JOB:
Reproduce every line of the material below word for word, changing nothing.

(A run of records)
|---|
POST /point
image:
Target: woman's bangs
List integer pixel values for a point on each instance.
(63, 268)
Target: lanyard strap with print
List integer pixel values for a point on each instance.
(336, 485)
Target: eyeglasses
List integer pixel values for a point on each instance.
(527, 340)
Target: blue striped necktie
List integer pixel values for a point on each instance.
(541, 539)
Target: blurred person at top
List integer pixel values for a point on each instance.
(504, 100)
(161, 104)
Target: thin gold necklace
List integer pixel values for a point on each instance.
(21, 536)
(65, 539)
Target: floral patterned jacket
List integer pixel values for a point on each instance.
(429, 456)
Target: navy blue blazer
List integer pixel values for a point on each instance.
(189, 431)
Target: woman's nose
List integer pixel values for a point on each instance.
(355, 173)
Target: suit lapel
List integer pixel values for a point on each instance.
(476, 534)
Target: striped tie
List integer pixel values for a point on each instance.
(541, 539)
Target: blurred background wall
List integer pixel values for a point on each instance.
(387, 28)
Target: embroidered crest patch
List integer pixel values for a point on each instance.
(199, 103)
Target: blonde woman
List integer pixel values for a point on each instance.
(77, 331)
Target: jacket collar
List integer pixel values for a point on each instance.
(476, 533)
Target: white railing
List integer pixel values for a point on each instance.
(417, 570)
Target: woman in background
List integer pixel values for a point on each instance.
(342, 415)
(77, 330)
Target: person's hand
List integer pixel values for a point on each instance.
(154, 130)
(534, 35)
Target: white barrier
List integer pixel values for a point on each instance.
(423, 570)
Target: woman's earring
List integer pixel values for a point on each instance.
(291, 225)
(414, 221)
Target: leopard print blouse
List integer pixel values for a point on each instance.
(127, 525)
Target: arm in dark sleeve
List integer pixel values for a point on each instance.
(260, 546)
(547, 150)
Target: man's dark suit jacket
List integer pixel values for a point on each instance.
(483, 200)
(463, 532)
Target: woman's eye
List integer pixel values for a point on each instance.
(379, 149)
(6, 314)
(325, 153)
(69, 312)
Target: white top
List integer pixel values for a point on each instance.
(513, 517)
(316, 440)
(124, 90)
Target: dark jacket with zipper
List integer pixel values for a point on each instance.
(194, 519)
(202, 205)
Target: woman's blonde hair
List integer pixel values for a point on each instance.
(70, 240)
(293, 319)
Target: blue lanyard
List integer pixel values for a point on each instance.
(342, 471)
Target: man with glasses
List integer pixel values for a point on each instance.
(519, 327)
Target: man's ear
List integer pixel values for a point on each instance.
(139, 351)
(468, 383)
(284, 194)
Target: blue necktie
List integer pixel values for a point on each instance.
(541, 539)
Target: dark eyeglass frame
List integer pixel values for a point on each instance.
|---|
ANSWER TO THE TASK:
POST /point
image:
Target: woman's bangs
List integer pixel values for a point on each instance.
(63, 268)
Target: lanyard strap with print
List integer pixel values for a point on each instance.
(336, 485)
Target: eyeglasses
List integer pixel values for a point on each instance.
(527, 340)
Target: blue striped necktie
List integer pixel values for a point on each instance.
(541, 539)
Target: blurred person at top
List integer pixel values for a point on each instance.
(504, 100)
(161, 104)
Target: thin gold necklace
List integer pixel values for a point on each instance.
(21, 536)
(65, 539)
Target: floral patterned jacket
List integer pixel values for a point on each instance.
(429, 456)
Target: navy blue blazer
List integer pixel values for a point on each instance.
(189, 431)
Target: woman's nose
List integer pixel values for a point on each instance.
(355, 173)
Target: suit lapel
List integer pixel values for a point on each instance.
(476, 534)
Target: striped tie
List integer pixel values for a point on each instance.
(541, 539)
Target: blurred background wall
List integer pixel values for a point on each instance.
(387, 28)
Target: embroidered crest patch
List integer pixel values for a point on each instance.
(199, 103)
Target: blonde woman
List integer pixel values for a point on each instance.
(77, 331)
Target: jacket collar
List integer pixel values for a point on each instance.
(476, 533)
Target: white railing
List integer pixel values for a point on each instance.
(417, 570)
Target: woman in background
List integer pixel values for a point on each instance.
(342, 415)
(77, 330)
Target: person's hand
List integer pixel values for a point on each instance.
(154, 130)
(534, 35)
Target: white barrier
List integer pixel values for a point on each instance.
(423, 570)
Target: woman's earring
List integer pixel values for a point on each instance.
(291, 225)
(414, 221)
Target: leopard print blouse
List integer pixel values for a point on each instance.
(127, 525)
Target: arm in dark sleeve
List integer pixel values for a point on each instance.
(260, 546)
(547, 150)
Target: man's dark suit jacket
List integer pixel values for a point on each instance.
(483, 200)
(463, 532)
Target: woman's eye
List integer pixel values for a point on each instance.
(379, 149)
(6, 314)
(325, 153)
(69, 312)
Target: white top
List integer pixel values for a point on each instance.
(513, 517)
(316, 440)
(124, 90)
Target: dark jacket with zipper
List integer pixel values for a point on each instance.
(194, 519)
(202, 205)
Target: woman's blonde hair
List integer pixel values for a point on each instance.
(70, 240)
(293, 319)
Target: blue lanyard
List integer pixel values for a point on each instance.
(342, 471)
Target: man with glasses
List integer pixel values for a point on each instance.
(519, 327)
Target: man's ear
List integer pixel values for a point on each instance.
(139, 351)
(468, 383)
(284, 194)
Target: blue necktie
List integer pixel values for a point on each instance.
(541, 539)
Target: dark eyeglass frame
List integer pixel values for a point on each instance.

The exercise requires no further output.